──────── Source excerpt
Reputation: 2365
I have a table:
I want to leave a maximum of two entries per live_login, which records sorted by last_login_ts.
As a result, you should get:
! If is it possible, than using only SQL, without php and other tools.
P.S. Sorry for my english :)
ANSWER:
delete gr.* from my_table gr inner join (Select x.* from my_table x join my_table y on y.live_login = x.live_login and y.last_login_ts <= x.last_login_ts group by x.live_login, x.last_login_ts having count(*) > 2) gh on gh.live_login=gr.live_login and gh.dead_login=gr.dead_login;
Thank you, Strawberry!
────────────────
──────── Stored records
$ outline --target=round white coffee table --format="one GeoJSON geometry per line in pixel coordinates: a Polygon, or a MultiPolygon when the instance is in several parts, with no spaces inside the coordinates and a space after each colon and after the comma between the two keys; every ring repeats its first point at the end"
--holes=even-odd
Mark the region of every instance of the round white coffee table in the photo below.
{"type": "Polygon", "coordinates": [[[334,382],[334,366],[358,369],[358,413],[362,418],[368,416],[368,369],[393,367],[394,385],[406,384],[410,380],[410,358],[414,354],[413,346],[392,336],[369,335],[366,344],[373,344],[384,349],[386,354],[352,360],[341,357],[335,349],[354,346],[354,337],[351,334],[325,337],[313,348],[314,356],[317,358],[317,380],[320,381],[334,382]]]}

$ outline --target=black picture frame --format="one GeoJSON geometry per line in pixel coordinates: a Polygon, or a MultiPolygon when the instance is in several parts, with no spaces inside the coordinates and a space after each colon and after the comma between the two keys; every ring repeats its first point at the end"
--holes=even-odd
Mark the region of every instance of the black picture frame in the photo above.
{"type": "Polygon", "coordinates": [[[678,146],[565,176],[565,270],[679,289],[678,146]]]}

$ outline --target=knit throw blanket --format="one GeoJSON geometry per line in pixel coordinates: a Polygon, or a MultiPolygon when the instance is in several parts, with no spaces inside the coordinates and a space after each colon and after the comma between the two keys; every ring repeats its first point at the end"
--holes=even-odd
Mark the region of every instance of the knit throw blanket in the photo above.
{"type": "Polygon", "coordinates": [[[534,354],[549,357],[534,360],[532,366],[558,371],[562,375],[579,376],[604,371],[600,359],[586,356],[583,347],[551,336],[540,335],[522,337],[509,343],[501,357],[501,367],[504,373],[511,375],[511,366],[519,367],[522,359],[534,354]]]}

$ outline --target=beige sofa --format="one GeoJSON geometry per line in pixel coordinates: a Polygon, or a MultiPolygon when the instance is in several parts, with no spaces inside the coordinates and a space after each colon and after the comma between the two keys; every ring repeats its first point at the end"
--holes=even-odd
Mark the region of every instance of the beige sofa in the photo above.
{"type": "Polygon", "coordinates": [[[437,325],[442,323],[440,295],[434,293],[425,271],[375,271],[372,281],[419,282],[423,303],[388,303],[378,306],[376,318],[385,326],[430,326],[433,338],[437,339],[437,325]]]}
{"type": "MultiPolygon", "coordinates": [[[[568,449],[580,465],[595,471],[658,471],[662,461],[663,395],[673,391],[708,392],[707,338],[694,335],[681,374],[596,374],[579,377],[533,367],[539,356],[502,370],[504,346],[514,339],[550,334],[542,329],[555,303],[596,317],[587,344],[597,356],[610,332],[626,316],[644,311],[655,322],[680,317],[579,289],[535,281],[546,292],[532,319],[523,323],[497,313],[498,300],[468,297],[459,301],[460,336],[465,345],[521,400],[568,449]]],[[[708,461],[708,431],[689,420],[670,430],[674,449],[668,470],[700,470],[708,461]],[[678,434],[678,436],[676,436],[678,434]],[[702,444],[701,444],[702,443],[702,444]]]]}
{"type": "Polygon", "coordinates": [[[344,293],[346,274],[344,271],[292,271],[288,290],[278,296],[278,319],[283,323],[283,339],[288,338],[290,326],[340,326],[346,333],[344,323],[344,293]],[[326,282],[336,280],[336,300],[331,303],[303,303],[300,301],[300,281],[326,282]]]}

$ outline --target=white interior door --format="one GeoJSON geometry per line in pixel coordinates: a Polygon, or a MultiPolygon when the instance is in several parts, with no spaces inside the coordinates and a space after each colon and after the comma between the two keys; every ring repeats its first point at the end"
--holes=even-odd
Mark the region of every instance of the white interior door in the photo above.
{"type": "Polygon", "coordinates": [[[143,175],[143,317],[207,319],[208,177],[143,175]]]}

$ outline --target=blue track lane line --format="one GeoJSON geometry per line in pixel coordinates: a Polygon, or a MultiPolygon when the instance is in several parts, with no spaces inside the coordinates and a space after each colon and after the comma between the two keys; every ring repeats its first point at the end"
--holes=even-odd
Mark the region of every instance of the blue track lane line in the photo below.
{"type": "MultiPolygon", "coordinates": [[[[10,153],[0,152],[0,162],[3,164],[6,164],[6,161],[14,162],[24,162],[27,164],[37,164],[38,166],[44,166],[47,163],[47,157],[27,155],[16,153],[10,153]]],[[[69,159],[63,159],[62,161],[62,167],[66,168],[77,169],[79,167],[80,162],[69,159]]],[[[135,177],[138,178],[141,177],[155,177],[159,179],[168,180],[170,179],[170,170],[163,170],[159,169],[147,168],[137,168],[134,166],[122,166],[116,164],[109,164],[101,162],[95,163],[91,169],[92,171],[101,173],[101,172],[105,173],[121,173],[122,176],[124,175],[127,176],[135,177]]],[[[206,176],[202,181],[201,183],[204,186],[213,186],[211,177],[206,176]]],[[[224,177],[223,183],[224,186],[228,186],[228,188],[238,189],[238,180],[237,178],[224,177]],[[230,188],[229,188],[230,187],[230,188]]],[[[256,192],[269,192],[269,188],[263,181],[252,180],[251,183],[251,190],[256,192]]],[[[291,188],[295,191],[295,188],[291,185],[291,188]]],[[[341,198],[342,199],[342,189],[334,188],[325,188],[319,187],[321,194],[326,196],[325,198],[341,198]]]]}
────────────────
▶ **Written request 1**:
Please answer these questions about the SQL question:
(a) What is the maximum number of entries per live_login the asker wants to keep?
(b) By which column should the records be sorted?
(c) Whom does the asker thank at the end?
▶ **Written request 2**: Carry on the SQL question from the point where it stops.

▶ **Exercise answer 1**:
(a) Two.
(b) last_login_ts.
(c) Strawberry.

▶ **Exercise answer 2**:
Upvotes: 1
Views: 78
Reputation: 33945
Select x.*
from my_table x
join my_table y
on y.live_login = x.live_login
and y.last_login_ts <= x.last_login_ts
group by x.live_login
, x.last_login_ts
having count(*) <= 2
Or something like that
Upvotes: 3
Reputation: 9010
This works, but is ugly, and probably suboptimal:
delete logins from logins
inner join (
select l1.live_login, l1.last_login_ts second, q1.last_login_ts min
from logins l1
left join
(select live_login, min(last_login_ts) last_login_ts
from logins
group by live_login) q1
on q1.last_login_ts < l1.last_login_ts
and l1.live_login = q1.live_login
where not exists
(select 1
from logins
where live_login = q1.live_login
and logins.last_login_ts > q1.last_login_ts
and logins.last_login_ts < l1.last_login_ts)
and q1.last_login_ts is not null) q
on q.live_login = logins.live_login and logins.last_login_ts > q.second;
demo fiddle here: http://sqlfiddle.com/#!9/d3145/1
Upvotes: 1
Reputation: 44766
Edit: Apparently this ANSI/ISO SQL compliant answer doesn't work with MySQL. Can be used with most other dbms products anyway, so I don't delete the answer.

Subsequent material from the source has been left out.